Everything from the line holding "# test: identify the white and" through the last line below is needed; please reproduce those lines exactly, adding nothing.

BEGIN

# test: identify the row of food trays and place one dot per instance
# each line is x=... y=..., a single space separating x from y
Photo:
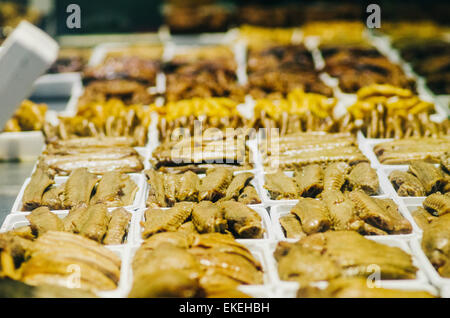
x=308 y=210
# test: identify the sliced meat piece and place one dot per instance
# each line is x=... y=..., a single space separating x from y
x=431 y=177
x=309 y=180
x=280 y=186
x=334 y=176
x=79 y=187
x=292 y=227
x=118 y=227
x=382 y=214
x=249 y=196
x=97 y=222
x=158 y=220
x=406 y=184
x=364 y=177
x=156 y=194
x=208 y=218
x=243 y=221
x=215 y=184
x=313 y=215
x=423 y=217
x=340 y=209
x=40 y=181
x=53 y=198
x=42 y=220
x=437 y=204
x=76 y=218
x=188 y=186
x=239 y=182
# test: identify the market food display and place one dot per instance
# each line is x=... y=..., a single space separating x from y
x=298 y=154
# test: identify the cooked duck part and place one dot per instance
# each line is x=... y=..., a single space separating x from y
x=437 y=204
x=334 y=176
x=40 y=181
x=224 y=243
x=53 y=198
x=157 y=220
x=24 y=232
x=281 y=186
x=115 y=189
x=304 y=265
x=340 y=209
x=249 y=196
x=365 y=178
x=242 y=220
x=408 y=150
x=166 y=257
x=291 y=227
x=309 y=180
x=436 y=243
x=313 y=215
x=42 y=220
x=445 y=162
x=74 y=193
x=165 y=284
x=53 y=252
x=97 y=222
x=406 y=184
x=15 y=289
x=188 y=228
x=64 y=165
x=189 y=183
x=231 y=265
x=118 y=227
x=430 y=176
x=382 y=214
x=53 y=269
x=171 y=184
x=76 y=218
x=156 y=194
x=239 y=182
x=351 y=255
x=423 y=217
x=215 y=184
x=357 y=288
x=85 y=248
x=208 y=218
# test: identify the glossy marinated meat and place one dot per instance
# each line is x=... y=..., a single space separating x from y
x=208 y=217
x=157 y=220
x=97 y=222
x=291 y=227
x=313 y=215
x=358 y=288
x=79 y=187
x=118 y=227
x=309 y=180
x=380 y=213
x=42 y=220
x=364 y=177
x=249 y=196
x=437 y=204
x=214 y=185
x=406 y=184
x=281 y=186
x=243 y=221
x=334 y=176
x=40 y=181
x=156 y=193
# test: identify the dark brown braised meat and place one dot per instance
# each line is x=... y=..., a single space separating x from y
x=329 y=255
x=359 y=67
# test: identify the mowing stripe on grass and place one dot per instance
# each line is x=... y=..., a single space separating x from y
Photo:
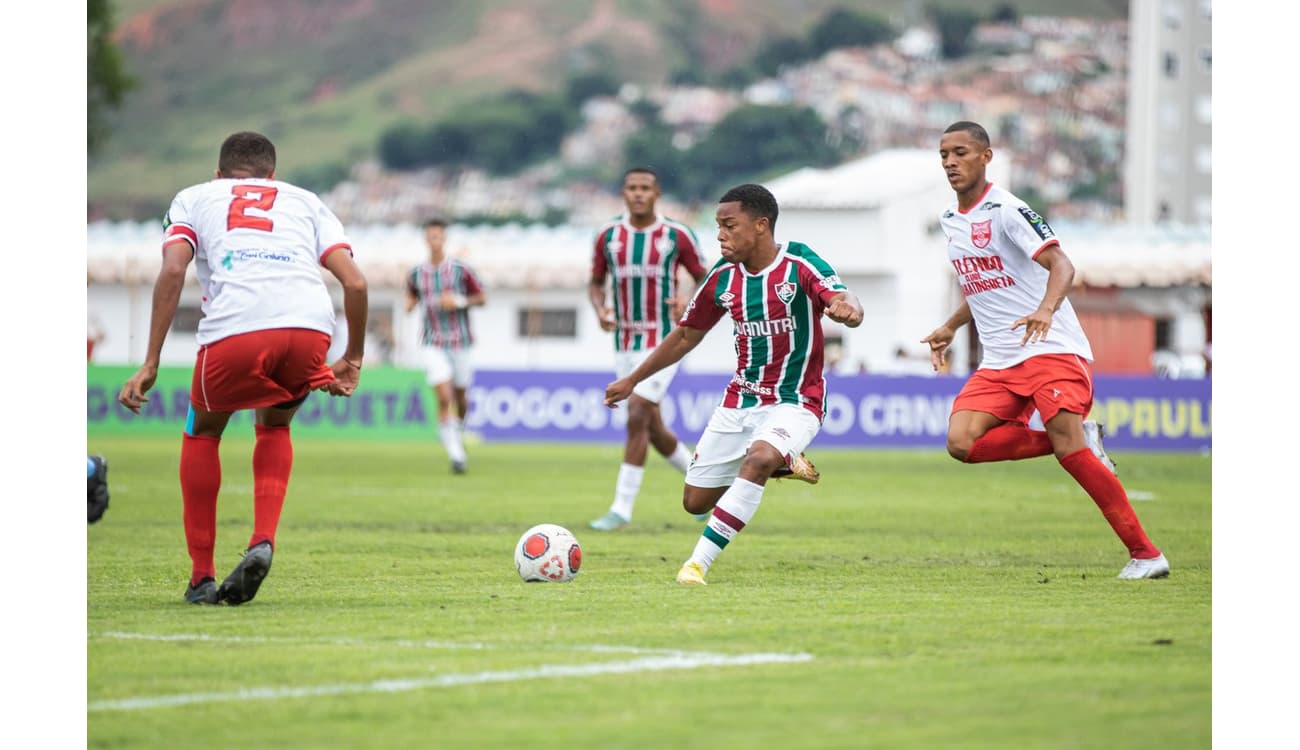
x=544 y=672
x=401 y=644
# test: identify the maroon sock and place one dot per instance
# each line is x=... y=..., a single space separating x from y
x=200 y=481
x=272 y=462
x=1009 y=442
x=1105 y=490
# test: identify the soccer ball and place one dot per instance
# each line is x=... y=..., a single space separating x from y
x=547 y=553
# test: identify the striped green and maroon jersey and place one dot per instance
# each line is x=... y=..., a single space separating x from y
x=644 y=265
x=445 y=329
x=776 y=316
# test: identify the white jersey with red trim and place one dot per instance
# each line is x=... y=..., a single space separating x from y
x=259 y=246
x=993 y=247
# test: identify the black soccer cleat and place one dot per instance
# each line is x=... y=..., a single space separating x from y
x=206 y=593
x=242 y=584
x=96 y=490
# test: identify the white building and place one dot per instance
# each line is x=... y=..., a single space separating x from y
x=875 y=220
x=1168 y=156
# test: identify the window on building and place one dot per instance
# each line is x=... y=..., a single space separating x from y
x=1204 y=109
x=1164 y=333
x=1204 y=159
x=1173 y=13
x=547 y=323
x=186 y=319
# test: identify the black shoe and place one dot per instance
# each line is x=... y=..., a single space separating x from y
x=206 y=593
x=242 y=584
x=96 y=490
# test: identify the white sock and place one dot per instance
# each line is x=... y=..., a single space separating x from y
x=450 y=433
x=625 y=490
x=737 y=506
x=680 y=458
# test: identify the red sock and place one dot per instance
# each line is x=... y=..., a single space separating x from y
x=200 y=481
x=272 y=462
x=1105 y=490
x=1009 y=442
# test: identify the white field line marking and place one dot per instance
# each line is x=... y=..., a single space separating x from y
x=544 y=672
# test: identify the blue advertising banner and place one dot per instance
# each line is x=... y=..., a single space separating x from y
x=861 y=411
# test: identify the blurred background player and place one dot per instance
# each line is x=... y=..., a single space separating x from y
x=445 y=289
x=640 y=255
x=96 y=488
x=772 y=408
x=1015 y=276
x=258 y=245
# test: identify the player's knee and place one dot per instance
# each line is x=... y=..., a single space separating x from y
x=960 y=446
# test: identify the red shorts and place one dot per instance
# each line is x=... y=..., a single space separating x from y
x=1049 y=382
x=261 y=368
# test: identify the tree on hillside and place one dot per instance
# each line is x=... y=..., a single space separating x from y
x=107 y=79
x=844 y=27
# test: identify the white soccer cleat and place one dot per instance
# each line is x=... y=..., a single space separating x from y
x=1155 y=567
x=692 y=575
x=1092 y=434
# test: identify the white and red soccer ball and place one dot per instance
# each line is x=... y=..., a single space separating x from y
x=547 y=553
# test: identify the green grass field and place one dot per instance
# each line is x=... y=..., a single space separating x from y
x=906 y=601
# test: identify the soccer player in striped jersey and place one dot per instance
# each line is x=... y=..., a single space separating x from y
x=445 y=289
x=775 y=297
x=1014 y=277
x=258 y=246
x=638 y=255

END

● **SOLUTION TO THIS PROBLEM**
# test: identify the white and red soccer ball and place one dot per instance
# each line is x=... y=..., a single space separating x from y
x=547 y=553
# test: identify the green grass field and place one dot per instance
# each line is x=... y=..., a single space separating x from y
x=906 y=601
# test: identify the soccer player in striped jersey and place one dot per instance
# each line is x=... y=..., a single space separating x from y
x=445 y=289
x=775 y=297
x=1014 y=277
x=258 y=246
x=638 y=255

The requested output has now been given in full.